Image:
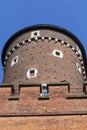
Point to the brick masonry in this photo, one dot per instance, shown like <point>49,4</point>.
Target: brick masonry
<point>66,107</point>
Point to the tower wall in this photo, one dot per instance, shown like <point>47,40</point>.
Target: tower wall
<point>44,85</point>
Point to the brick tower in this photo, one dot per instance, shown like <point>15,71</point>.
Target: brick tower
<point>44,84</point>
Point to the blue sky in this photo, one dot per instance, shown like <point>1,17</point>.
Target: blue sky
<point>18,14</point>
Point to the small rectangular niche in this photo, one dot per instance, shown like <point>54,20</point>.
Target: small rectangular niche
<point>44,93</point>
<point>14,61</point>
<point>32,72</point>
<point>35,34</point>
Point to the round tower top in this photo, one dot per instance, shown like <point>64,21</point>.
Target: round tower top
<point>43,26</point>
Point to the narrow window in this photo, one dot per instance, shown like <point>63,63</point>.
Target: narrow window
<point>78,67</point>
<point>35,34</point>
<point>31,73</point>
<point>58,53</point>
<point>14,60</point>
<point>78,50</point>
<point>44,90</point>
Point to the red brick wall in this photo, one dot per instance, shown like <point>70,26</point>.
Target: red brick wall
<point>44,123</point>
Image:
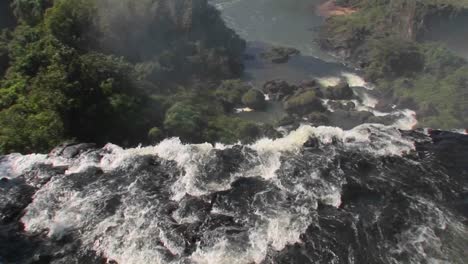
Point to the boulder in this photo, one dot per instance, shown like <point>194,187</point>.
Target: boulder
<point>318,119</point>
<point>348,106</point>
<point>342,91</point>
<point>71,150</point>
<point>279,54</point>
<point>303,103</point>
<point>254,99</point>
<point>278,89</point>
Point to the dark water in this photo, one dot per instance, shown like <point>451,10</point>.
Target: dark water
<point>372,194</point>
<point>320,195</point>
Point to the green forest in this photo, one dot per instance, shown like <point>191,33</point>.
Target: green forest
<point>129,72</point>
<point>383,38</point>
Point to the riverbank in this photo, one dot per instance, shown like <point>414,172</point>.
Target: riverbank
<point>383,40</point>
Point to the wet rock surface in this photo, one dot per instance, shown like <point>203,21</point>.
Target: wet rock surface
<point>280,54</point>
<point>336,198</point>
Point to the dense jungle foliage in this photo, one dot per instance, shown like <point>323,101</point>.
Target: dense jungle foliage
<point>384,38</point>
<point>128,72</point>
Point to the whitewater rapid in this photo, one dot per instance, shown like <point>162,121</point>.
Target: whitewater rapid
<point>204,203</point>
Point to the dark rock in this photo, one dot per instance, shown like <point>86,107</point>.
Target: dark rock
<point>312,142</point>
<point>341,91</point>
<point>249,57</point>
<point>348,106</point>
<point>254,99</point>
<point>71,150</point>
<point>280,54</point>
<point>304,103</point>
<point>428,109</point>
<point>318,119</point>
<point>406,102</point>
<point>278,89</point>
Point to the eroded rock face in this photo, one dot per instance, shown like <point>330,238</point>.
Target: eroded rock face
<point>319,195</point>
<point>278,89</point>
<point>280,54</point>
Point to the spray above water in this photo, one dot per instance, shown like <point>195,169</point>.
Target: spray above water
<point>184,203</point>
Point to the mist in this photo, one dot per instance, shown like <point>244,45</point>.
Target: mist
<point>452,31</point>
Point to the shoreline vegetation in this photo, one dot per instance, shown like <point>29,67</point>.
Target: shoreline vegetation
<point>385,40</point>
<point>331,8</point>
<point>127,73</point>
<point>141,71</point>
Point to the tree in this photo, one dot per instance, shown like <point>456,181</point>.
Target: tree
<point>185,121</point>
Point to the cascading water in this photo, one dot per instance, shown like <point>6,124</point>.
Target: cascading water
<point>373,194</point>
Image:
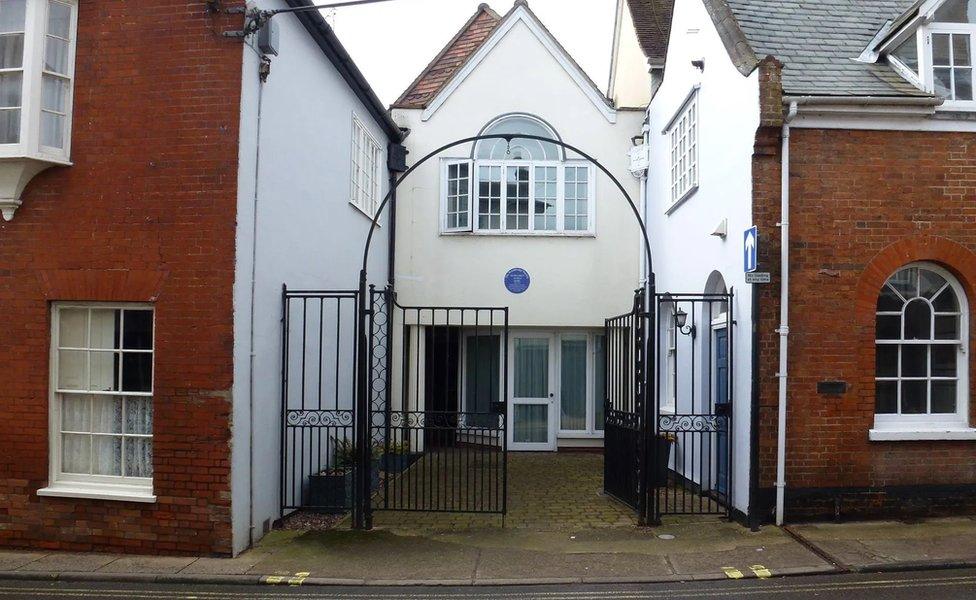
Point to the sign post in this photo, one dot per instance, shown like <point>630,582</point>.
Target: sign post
<point>750,249</point>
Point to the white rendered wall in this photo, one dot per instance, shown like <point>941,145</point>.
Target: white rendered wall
<point>576,281</point>
<point>630,78</point>
<point>685,252</point>
<point>309,236</point>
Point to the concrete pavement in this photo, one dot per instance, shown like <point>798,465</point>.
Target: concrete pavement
<point>946,585</point>
<point>687,550</point>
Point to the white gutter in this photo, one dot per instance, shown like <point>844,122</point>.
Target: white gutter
<point>784,314</point>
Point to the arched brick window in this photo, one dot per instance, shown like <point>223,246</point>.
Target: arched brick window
<point>922,330</point>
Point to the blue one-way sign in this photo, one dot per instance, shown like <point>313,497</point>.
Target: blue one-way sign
<point>750,249</point>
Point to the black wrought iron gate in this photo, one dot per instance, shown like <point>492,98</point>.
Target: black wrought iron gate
<point>626,345</point>
<point>668,438</point>
<point>318,390</point>
<point>437,387</point>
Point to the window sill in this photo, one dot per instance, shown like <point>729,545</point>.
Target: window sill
<point>931,434</point>
<point>677,203</point>
<point>579,435</point>
<point>119,493</point>
<point>523,234</point>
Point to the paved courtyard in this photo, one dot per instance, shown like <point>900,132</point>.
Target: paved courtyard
<point>546,492</point>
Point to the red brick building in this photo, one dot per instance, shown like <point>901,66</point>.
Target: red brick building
<point>126,173</point>
<point>868,107</point>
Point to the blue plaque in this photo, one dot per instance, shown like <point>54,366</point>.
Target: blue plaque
<point>517,281</point>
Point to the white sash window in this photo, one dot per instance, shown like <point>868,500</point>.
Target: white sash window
<point>101,401</point>
<point>520,187</point>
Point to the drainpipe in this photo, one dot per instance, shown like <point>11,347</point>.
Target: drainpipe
<point>646,130</point>
<point>784,313</point>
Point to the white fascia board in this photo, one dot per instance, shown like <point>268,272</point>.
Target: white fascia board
<point>521,15</point>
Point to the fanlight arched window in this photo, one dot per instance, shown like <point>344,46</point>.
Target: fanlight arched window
<point>521,186</point>
<point>921,339</point>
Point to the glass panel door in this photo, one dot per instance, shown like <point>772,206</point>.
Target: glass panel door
<point>532,401</point>
<point>573,384</point>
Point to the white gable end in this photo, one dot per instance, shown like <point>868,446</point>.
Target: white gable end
<point>522,20</point>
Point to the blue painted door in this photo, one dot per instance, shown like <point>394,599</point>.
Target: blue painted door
<point>722,408</point>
⁂
● Ваша задача:
Перепишите строки, начиная со строки с «Point to the white gutter» и заканчивая строкой с «<point>922,330</point>», заменив «brick» на «stone».

● Результат упражнения:
Point to the white gutter in this photo, one dot per instance, shown like <point>844,122</point>.
Target: white gutter
<point>784,314</point>
Point to the arched stone window in this photo, one dot per instance, shown like <point>223,246</point>.
Target: arched stone window
<point>922,330</point>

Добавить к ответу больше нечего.